• Exercise prompt:
Work out how many lines in the entries below include the word "railing", and give only that figure.

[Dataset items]
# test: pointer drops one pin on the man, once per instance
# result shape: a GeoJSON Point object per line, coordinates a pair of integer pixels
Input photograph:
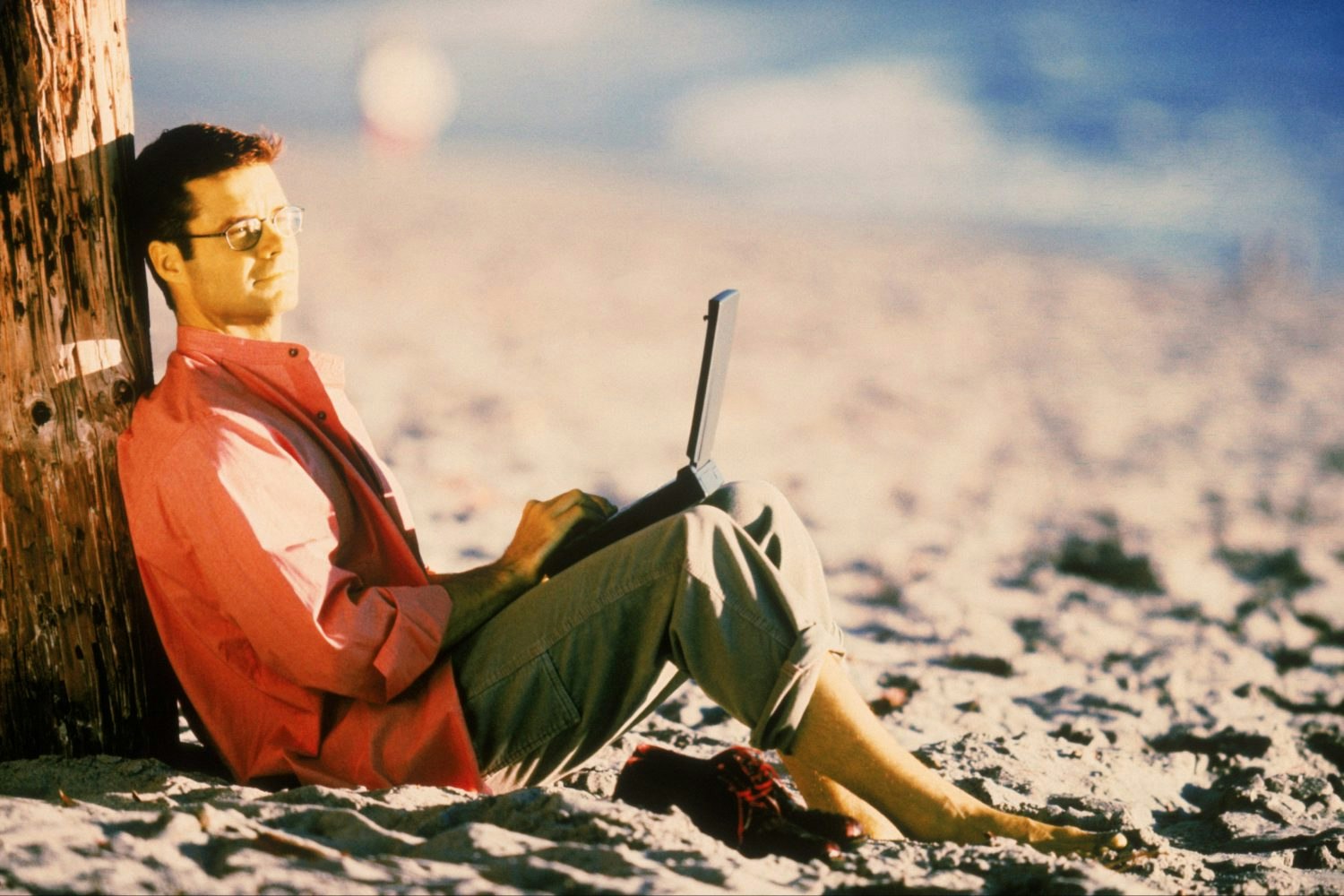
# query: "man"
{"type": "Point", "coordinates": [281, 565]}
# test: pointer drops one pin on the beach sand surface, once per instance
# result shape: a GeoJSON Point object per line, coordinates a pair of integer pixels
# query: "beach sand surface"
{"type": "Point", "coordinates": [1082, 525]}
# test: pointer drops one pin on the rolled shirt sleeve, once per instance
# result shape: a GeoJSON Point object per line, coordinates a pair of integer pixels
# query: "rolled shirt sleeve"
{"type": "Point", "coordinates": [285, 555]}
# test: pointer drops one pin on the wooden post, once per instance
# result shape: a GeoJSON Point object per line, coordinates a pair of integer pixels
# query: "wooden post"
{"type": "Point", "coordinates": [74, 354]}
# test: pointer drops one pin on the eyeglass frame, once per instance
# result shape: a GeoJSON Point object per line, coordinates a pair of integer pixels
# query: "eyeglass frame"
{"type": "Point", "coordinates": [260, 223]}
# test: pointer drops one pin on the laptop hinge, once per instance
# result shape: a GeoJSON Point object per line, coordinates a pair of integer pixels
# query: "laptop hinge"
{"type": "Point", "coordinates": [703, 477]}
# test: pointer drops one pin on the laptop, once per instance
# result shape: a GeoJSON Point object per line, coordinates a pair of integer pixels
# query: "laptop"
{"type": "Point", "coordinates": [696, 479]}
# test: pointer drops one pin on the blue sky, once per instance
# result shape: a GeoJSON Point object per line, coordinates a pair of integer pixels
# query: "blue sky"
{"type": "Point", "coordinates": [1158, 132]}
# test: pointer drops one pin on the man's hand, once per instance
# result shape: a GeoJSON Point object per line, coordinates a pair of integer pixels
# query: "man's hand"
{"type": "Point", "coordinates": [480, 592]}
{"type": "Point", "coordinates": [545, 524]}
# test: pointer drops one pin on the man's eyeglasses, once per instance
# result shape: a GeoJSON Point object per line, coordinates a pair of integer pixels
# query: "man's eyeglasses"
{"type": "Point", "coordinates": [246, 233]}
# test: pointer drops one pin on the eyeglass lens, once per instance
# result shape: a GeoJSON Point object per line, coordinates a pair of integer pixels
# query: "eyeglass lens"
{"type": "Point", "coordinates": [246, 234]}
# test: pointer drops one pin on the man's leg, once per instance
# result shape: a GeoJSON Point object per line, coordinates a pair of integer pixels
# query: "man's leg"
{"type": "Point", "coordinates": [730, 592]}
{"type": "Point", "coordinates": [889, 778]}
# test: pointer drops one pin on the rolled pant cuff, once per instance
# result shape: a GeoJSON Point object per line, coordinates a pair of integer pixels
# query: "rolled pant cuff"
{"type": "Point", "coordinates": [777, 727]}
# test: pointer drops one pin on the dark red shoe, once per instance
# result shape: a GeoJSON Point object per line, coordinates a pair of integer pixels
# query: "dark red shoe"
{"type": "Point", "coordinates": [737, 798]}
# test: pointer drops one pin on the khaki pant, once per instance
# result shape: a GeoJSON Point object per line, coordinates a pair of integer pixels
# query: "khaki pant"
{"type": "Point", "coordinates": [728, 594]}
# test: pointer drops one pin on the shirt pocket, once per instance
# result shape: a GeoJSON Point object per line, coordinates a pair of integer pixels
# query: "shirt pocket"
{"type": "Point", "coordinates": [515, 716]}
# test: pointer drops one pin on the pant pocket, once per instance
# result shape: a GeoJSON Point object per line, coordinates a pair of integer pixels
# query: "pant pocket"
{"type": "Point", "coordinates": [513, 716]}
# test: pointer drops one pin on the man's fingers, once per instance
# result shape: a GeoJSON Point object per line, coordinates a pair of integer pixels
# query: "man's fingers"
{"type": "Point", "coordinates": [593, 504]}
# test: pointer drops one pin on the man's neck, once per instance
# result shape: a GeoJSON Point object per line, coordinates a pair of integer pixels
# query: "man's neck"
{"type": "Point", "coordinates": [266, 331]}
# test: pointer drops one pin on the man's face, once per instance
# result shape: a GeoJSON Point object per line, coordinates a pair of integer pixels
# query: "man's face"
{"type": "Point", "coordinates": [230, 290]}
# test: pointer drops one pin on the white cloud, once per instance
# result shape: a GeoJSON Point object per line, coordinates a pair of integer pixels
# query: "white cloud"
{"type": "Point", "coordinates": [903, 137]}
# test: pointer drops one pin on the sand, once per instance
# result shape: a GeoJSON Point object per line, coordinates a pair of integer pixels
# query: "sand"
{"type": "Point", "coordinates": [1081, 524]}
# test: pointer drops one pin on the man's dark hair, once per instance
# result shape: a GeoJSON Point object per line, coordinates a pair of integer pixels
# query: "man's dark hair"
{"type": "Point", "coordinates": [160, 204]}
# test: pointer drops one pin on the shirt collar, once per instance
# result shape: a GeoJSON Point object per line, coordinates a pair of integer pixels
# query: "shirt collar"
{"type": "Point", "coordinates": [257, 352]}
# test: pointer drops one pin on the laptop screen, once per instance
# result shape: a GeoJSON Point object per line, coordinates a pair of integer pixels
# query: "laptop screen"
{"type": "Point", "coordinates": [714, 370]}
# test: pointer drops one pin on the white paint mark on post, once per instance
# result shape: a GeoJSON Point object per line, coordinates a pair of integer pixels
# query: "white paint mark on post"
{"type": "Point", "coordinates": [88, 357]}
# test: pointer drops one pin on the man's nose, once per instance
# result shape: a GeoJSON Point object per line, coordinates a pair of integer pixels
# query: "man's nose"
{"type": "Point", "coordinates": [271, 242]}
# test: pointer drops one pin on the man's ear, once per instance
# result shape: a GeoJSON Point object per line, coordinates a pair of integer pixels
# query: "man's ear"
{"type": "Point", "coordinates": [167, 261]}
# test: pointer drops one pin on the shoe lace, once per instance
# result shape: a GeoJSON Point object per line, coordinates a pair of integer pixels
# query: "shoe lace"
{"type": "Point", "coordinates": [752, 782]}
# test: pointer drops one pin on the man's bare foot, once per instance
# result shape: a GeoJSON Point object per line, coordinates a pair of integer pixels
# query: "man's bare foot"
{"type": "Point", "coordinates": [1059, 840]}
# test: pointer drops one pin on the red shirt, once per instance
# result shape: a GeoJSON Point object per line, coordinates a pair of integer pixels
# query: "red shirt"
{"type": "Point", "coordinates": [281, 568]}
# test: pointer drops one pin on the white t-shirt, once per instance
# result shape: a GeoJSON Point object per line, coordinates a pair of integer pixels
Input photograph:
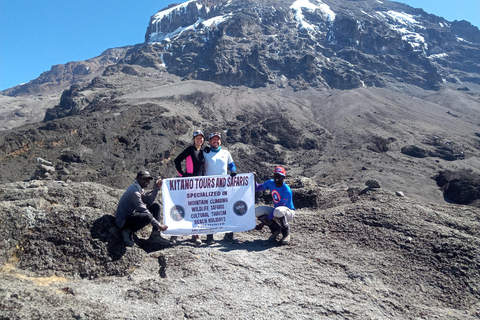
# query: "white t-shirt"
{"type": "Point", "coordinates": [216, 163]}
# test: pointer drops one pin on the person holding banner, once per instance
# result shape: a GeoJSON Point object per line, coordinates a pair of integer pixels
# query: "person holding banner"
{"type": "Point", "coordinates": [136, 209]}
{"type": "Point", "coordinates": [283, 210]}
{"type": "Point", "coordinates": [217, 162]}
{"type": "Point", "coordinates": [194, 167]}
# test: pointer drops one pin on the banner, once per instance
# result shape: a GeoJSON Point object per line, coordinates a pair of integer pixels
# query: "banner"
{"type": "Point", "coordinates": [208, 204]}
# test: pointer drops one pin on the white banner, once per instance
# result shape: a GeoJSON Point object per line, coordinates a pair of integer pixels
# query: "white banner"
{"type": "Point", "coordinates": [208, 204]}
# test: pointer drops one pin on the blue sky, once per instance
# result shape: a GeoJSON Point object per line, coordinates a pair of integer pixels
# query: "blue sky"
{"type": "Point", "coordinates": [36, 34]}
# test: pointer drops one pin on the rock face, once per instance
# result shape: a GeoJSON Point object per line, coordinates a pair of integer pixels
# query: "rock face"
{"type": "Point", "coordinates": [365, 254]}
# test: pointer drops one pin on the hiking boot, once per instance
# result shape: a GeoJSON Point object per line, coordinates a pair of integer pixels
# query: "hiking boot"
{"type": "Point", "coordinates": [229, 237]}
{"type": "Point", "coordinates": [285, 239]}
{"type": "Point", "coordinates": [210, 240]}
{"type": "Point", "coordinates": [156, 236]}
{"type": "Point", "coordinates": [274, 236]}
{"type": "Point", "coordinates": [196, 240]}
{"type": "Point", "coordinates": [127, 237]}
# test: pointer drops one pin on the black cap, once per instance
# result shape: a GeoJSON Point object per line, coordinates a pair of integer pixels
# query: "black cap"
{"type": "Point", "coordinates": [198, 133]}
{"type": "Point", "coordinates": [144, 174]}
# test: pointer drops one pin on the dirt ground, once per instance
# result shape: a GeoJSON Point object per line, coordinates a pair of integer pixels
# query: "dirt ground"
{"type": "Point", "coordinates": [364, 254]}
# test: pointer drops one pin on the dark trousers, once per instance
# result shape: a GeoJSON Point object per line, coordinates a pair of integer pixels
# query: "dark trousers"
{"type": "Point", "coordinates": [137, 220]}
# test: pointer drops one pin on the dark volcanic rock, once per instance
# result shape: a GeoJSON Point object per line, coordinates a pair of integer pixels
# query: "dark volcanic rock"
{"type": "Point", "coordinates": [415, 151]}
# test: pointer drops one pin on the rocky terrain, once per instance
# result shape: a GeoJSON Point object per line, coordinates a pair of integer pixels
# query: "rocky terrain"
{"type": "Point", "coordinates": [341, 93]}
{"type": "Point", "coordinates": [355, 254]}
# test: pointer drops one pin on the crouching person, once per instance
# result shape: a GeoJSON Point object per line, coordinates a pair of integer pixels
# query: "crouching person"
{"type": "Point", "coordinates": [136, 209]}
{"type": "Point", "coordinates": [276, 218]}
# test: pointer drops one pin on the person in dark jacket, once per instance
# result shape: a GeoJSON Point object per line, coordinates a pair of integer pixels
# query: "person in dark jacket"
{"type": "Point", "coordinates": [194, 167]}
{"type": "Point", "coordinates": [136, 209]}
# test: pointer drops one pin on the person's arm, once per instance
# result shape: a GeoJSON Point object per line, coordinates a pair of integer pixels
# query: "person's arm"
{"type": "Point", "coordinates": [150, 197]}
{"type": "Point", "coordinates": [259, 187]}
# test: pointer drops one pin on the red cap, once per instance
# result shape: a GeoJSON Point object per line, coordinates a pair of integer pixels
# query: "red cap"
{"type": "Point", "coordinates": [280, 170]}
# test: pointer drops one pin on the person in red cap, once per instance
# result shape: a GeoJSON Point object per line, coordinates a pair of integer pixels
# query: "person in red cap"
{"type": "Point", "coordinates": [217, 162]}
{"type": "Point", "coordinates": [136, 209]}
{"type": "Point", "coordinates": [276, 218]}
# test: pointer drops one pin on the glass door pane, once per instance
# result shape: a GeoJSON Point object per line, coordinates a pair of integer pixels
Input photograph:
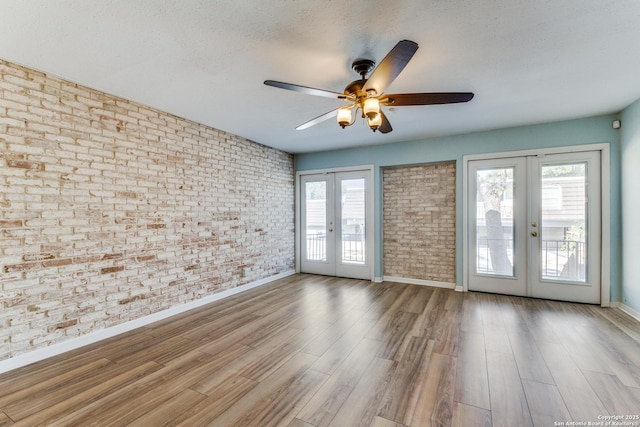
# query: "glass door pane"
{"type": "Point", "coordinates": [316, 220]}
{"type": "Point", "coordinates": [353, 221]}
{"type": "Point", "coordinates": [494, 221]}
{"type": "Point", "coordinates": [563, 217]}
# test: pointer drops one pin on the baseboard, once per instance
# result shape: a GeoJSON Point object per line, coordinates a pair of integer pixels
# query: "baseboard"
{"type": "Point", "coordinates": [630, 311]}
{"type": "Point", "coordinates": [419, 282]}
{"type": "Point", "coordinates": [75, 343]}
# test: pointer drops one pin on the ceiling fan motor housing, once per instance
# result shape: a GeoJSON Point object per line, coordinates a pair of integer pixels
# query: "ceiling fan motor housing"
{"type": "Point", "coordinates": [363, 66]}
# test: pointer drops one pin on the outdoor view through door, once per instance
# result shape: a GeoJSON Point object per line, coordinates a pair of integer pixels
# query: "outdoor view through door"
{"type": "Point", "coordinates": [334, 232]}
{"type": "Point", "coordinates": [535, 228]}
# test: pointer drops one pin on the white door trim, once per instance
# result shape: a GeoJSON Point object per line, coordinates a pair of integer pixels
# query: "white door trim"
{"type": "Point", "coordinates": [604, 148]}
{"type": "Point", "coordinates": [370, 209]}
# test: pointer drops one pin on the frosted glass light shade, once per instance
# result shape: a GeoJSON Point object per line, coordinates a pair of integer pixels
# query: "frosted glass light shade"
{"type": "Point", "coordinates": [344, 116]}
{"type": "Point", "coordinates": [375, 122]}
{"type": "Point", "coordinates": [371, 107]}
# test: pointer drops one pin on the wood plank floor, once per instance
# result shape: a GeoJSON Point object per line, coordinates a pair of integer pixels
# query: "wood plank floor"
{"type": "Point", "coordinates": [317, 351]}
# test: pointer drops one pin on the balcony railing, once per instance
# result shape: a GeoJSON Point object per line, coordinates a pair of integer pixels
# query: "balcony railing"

• Response box:
2